## Goal
Find every line in the material below that contains the string "dark" and copy each one.

## Stored dataset items
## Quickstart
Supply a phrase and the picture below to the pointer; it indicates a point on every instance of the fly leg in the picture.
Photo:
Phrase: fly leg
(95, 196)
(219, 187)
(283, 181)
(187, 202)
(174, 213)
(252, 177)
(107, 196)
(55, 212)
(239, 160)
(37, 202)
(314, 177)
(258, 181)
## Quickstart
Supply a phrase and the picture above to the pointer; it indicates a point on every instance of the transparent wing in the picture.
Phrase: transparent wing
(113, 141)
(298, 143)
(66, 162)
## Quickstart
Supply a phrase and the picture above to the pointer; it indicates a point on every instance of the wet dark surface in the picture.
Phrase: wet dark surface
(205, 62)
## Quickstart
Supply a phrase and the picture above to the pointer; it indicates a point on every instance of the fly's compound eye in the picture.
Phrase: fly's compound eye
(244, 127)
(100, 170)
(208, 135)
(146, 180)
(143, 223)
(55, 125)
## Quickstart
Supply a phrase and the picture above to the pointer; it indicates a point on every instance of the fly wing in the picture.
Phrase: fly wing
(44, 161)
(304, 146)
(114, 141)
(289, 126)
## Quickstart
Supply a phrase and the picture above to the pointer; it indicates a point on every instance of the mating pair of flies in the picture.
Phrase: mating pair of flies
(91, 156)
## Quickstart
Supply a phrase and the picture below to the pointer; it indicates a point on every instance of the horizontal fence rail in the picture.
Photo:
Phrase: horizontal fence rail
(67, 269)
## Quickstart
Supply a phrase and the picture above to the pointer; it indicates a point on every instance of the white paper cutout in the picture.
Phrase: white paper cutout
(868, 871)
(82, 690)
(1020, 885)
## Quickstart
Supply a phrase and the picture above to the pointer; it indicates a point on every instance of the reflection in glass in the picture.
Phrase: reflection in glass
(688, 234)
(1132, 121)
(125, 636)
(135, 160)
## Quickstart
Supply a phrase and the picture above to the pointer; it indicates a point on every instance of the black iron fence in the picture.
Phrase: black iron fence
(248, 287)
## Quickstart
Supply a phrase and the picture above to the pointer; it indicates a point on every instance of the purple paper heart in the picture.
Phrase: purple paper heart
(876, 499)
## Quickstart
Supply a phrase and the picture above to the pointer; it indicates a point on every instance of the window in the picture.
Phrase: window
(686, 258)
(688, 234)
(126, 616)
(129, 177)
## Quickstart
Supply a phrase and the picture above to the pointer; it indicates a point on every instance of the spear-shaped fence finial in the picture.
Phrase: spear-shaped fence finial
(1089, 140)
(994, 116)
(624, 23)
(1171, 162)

## Output
Supply a phrase and the picture above to the pointer; it indicates a point on every instance of the wet dark surface in the picture.
Phrase: wet dark surface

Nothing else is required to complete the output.